Reproduce word for word the lines of the listing below, beginning with the line that contains "Where can the snow on" and continuing through the listing's final line.

Location identification entries:
★ ★ ★ ★

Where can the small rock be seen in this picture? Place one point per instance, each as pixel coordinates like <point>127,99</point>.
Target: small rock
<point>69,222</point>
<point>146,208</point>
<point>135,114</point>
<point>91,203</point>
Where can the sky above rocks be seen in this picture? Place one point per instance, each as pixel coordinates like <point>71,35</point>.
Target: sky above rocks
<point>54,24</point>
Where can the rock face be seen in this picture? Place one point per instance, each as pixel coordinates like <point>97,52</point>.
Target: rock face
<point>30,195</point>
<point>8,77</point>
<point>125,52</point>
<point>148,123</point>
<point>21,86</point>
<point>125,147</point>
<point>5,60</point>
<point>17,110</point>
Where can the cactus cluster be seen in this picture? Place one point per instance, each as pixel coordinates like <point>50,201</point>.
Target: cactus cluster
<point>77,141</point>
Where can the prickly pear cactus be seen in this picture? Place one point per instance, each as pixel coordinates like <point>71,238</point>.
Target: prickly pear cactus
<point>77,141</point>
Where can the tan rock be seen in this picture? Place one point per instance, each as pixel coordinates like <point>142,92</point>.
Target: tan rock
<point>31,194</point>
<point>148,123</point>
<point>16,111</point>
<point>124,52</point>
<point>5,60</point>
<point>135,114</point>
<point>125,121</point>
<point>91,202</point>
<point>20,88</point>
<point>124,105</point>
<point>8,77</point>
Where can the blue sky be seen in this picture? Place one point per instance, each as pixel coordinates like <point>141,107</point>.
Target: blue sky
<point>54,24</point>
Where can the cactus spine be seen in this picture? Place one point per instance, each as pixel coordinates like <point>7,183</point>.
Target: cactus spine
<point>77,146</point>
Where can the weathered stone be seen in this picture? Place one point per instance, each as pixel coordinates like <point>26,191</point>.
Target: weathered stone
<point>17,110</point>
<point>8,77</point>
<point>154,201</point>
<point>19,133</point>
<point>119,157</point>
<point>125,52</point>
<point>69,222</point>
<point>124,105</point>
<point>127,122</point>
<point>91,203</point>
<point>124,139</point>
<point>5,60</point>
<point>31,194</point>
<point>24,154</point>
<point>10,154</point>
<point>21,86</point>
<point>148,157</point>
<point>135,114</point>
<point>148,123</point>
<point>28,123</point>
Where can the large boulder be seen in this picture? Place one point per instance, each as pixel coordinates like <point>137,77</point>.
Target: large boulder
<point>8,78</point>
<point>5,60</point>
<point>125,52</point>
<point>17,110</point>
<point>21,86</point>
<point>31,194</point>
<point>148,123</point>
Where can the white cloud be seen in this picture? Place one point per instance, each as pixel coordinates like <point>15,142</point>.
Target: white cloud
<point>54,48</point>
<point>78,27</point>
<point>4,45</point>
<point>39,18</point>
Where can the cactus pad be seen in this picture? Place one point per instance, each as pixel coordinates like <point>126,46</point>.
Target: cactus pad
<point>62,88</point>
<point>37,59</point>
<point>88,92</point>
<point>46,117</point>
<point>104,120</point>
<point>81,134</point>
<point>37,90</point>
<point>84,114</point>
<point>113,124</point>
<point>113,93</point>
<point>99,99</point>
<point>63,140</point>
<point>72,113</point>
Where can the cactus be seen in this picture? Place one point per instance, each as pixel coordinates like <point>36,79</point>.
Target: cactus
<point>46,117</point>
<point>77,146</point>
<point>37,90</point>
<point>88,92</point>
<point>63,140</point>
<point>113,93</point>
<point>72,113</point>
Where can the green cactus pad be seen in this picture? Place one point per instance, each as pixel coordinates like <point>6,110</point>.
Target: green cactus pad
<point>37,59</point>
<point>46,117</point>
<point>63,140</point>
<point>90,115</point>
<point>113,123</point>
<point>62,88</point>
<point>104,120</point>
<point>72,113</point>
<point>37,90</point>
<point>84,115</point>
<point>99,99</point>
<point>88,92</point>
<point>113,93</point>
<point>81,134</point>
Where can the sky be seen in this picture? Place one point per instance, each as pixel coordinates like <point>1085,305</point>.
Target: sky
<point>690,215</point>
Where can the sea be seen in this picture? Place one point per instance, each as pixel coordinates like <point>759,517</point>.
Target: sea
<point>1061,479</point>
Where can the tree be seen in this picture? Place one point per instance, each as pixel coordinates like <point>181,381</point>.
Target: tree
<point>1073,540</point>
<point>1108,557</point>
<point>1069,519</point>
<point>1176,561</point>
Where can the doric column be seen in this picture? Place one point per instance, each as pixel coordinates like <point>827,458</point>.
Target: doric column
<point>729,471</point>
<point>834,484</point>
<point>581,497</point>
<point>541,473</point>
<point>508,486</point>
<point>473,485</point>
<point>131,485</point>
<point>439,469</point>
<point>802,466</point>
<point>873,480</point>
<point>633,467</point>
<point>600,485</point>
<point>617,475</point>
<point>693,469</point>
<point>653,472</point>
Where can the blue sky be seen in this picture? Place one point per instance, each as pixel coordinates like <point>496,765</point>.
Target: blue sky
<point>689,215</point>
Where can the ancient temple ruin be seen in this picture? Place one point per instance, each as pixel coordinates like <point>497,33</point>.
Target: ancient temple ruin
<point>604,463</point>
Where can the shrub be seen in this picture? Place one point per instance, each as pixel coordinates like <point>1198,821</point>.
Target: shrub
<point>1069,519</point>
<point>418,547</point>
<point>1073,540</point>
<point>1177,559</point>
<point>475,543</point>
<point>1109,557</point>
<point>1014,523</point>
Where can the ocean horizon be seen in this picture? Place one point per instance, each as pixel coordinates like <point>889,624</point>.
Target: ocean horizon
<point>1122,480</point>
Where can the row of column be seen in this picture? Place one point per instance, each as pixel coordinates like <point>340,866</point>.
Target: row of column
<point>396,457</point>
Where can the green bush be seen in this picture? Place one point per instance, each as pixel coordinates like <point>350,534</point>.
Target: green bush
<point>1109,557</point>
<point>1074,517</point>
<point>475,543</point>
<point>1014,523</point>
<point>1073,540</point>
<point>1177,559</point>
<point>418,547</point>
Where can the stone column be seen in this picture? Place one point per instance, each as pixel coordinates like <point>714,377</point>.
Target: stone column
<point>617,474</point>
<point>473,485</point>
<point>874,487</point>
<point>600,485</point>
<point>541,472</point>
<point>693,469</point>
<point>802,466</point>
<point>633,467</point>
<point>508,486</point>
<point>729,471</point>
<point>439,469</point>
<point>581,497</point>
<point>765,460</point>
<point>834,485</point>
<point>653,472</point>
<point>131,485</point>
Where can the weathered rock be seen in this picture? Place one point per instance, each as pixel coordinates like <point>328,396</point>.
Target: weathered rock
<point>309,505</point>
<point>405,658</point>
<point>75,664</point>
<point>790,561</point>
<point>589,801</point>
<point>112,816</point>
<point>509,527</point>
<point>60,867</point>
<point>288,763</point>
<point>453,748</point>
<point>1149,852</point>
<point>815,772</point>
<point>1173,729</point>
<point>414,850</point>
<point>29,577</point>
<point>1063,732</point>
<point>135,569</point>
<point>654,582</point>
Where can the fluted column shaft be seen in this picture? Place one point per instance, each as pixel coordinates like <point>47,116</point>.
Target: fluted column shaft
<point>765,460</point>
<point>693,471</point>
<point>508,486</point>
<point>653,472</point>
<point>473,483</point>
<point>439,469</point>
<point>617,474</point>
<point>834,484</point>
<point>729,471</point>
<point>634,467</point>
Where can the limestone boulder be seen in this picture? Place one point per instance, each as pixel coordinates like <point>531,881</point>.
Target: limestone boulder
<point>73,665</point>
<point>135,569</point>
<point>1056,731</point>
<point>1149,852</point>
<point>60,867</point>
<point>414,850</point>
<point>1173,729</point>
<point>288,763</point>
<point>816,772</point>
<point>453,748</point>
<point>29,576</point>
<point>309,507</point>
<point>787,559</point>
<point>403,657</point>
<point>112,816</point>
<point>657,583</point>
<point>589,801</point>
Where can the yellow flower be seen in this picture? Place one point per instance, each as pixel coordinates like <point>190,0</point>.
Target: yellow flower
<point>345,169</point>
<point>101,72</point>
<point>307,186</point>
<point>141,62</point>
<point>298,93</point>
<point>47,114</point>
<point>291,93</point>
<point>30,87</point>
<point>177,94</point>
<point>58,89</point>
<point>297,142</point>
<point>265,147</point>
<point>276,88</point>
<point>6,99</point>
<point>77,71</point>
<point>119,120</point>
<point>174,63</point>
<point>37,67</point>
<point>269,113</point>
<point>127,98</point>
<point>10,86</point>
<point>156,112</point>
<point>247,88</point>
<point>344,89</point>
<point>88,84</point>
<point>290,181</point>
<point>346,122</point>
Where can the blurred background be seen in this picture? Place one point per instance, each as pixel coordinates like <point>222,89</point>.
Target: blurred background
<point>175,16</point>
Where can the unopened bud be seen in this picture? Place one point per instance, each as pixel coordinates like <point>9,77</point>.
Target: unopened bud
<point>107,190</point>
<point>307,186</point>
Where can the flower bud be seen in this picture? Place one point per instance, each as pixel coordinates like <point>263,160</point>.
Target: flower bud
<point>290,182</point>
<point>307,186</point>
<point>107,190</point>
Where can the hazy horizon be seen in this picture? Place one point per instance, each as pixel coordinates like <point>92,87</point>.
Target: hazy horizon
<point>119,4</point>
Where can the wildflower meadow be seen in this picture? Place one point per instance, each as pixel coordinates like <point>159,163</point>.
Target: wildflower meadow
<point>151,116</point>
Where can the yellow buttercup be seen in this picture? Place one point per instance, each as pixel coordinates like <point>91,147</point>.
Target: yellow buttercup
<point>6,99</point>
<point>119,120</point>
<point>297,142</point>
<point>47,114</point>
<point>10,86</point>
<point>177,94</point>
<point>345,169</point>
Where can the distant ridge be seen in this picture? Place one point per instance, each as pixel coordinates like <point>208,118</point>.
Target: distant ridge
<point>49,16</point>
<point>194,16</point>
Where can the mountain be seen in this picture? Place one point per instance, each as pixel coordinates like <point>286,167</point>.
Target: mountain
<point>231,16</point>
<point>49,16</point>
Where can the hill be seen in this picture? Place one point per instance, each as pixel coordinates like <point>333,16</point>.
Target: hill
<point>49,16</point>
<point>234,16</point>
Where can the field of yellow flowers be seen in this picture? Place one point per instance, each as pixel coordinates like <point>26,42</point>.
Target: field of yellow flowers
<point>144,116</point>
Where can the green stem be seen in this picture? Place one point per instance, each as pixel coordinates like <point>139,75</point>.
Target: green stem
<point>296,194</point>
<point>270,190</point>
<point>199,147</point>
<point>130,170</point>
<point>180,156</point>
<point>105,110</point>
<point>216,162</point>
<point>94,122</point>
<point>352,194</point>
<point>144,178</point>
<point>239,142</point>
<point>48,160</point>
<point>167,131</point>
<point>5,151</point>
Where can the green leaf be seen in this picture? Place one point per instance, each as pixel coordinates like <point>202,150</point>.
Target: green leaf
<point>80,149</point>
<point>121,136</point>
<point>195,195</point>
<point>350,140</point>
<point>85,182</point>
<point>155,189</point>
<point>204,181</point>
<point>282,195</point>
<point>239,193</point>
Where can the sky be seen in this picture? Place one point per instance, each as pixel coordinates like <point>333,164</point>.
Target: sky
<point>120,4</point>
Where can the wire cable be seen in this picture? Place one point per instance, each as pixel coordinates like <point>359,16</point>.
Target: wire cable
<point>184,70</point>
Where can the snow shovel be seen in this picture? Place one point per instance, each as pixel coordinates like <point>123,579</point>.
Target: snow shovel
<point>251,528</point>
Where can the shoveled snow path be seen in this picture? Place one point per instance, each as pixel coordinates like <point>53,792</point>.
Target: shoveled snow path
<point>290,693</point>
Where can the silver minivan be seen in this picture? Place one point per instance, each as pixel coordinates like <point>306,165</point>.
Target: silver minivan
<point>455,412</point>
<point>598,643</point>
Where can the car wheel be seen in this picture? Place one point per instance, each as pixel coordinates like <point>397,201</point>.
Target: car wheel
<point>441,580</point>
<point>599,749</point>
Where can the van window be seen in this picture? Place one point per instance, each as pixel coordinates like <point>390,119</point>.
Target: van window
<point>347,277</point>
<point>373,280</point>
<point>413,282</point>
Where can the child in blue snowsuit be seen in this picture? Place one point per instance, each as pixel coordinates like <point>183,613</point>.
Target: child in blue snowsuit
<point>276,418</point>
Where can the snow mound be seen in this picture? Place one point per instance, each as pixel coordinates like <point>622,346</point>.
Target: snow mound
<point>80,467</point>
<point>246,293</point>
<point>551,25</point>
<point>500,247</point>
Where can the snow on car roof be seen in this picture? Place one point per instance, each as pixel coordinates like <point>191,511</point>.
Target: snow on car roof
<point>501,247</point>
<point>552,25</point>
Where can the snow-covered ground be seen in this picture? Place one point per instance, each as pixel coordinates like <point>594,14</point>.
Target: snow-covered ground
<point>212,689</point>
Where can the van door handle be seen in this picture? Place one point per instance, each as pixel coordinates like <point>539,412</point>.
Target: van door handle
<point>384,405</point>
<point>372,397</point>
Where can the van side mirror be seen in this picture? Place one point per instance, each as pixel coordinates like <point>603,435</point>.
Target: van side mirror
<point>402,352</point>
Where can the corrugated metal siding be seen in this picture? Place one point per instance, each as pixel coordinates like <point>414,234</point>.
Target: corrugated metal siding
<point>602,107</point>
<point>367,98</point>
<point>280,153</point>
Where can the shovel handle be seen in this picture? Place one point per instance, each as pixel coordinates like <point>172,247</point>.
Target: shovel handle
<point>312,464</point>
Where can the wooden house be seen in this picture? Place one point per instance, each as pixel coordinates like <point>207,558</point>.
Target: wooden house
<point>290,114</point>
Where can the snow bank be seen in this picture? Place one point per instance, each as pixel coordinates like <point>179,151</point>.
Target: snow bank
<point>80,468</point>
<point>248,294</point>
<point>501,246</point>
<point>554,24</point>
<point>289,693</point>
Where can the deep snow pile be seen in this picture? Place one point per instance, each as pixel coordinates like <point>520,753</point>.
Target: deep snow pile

★ ★ ★ ★

**WRITTEN ANSWER**:
Where can the snow on car roof be seen in this picture? Place one point per instance, each as pixel coordinates like <point>191,511</point>.
Target: snow on car roof
<point>501,247</point>
<point>552,25</point>
Where can the snow-covered ground be seen in this picture? Place one point per instance, each as pixel coordinates like <point>594,14</point>.
Target: snow-covered ground
<point>212,689</point>
Where can the van door handle be seen in this picture? Place one point per instance, each as pixel coordinates like <point>539,412</point>.
Target: van door handle
<point>384,405</point>
<point>372,397</point>
Where can the van side mirror be seen in this picture? Place one point per instance, each as pixel coordinates like <point>603,435</point>.
Target: van side mirror
<point>402,352</point>
Where can the corrugated metal siding be seen in this picture? Place one point per instance, each as pixel coordinates like <point>414,234</point>.
Target: corrugated metal siding
<point>602,107</point>
<point>367,98</point>
<point>280,153</point>
Where can the shovel handle be seen in this picture? Place one point per instance, each as pixel coordinates like <point>172,247</point>.
Target: shovel handle
<point>312,464</point>
Where can the wooden house be seen in this picture? Place one point per instance, each as pixel coordinates like <point>207,558</point>.
Target: wooden house
<point>290,114</point>
Where can the snow bank be seen in this picture? Place one point per instance, each as pixel coordinates like <point>179,151</point>.
Target: snow bank
<point>80,468</point>
<point>248,294</point>
<point>501,246</point>
<point>554,24</point>
<point>289,693</point>
Where can the deep snow pile be seen in this picture? Place one point per instance, each as pixel coordinates like <point>520,753</point>.
Target: deep snow pile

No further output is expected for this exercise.